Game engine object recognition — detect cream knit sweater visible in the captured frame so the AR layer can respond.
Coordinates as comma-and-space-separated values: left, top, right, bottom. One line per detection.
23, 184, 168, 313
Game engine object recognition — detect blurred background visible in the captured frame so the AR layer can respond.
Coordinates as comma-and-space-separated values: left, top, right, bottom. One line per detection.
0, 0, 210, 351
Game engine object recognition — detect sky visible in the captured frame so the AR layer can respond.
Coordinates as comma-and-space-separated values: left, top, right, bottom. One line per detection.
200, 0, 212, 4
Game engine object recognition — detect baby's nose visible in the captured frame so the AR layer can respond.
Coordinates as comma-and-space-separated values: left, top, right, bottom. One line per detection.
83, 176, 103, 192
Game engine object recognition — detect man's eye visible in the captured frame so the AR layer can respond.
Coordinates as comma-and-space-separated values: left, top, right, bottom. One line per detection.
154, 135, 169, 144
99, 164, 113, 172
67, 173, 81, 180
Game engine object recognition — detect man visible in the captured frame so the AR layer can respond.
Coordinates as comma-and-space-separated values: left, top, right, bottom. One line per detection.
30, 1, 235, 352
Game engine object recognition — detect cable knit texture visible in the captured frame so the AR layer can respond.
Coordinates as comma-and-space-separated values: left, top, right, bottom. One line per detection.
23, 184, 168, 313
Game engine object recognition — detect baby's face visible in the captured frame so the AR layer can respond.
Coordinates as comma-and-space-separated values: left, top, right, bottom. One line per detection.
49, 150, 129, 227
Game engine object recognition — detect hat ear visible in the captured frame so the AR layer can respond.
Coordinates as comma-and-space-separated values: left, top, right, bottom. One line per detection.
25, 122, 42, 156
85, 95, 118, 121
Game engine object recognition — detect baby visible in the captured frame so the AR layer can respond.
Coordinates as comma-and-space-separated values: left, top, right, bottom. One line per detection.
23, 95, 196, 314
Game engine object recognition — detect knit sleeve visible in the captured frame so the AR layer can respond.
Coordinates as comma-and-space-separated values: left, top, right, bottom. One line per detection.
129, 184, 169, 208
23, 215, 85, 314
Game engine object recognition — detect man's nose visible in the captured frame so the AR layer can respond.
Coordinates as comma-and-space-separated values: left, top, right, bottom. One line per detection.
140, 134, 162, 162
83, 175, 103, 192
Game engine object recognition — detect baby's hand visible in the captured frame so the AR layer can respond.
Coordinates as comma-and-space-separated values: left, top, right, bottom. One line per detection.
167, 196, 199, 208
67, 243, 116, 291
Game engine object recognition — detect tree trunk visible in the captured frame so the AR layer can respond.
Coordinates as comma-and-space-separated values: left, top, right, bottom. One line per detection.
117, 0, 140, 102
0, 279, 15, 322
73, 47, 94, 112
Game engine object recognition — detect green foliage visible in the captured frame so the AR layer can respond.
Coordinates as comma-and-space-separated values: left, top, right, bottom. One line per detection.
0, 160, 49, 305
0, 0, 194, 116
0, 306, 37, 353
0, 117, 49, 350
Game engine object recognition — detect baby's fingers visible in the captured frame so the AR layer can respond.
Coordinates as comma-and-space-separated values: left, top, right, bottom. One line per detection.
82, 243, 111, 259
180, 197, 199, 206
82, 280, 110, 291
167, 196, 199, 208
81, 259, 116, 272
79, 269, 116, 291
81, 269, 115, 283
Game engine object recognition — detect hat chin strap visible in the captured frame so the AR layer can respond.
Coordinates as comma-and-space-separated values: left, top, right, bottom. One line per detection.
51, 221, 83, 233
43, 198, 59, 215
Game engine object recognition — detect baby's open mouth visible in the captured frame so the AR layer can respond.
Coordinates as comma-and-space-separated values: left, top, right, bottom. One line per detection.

[WORK ORDER]: Check each line above for the string "nose" and copy the ones that have it.

[WRITTEN ANSWER]:
Game engine object recognition — detect baby's nose visible in the captured frame so the AR layer can respond.
Game engine object recognition — detect man's nose visible in the captured frame so the AR layer can respond.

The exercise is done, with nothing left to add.